= DATA SHOWN =
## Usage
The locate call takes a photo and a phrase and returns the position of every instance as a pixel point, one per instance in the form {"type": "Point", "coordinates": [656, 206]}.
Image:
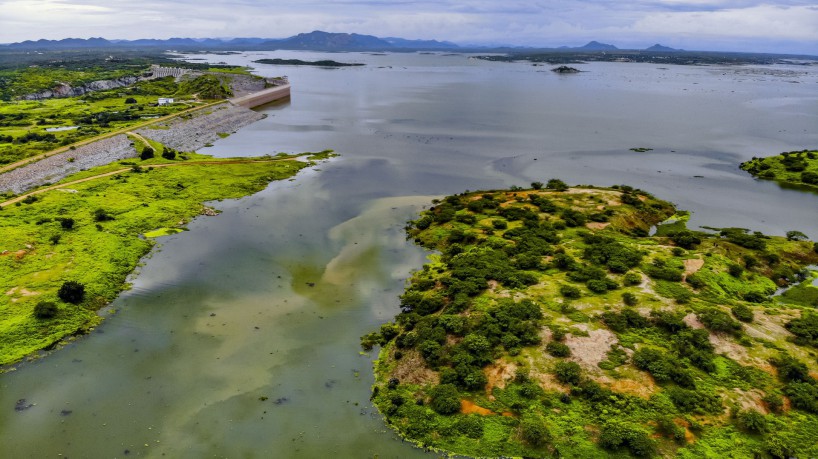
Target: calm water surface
{"type": "Point", "coordinates": [240, 337]}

= WORK REQUEST =
Reproduce the data above in full, exactly, with the images removed.

= RESULT BELOW =
## Usage
The locate call takes a photo and a phrase and returns the position of every instance as a pixel point, one per instance in the form {"type": "Point", "coordinates": [656, 206]}.
Image:
Target: calm water surface
{"type": "Point", "coordinates": [240, 337]}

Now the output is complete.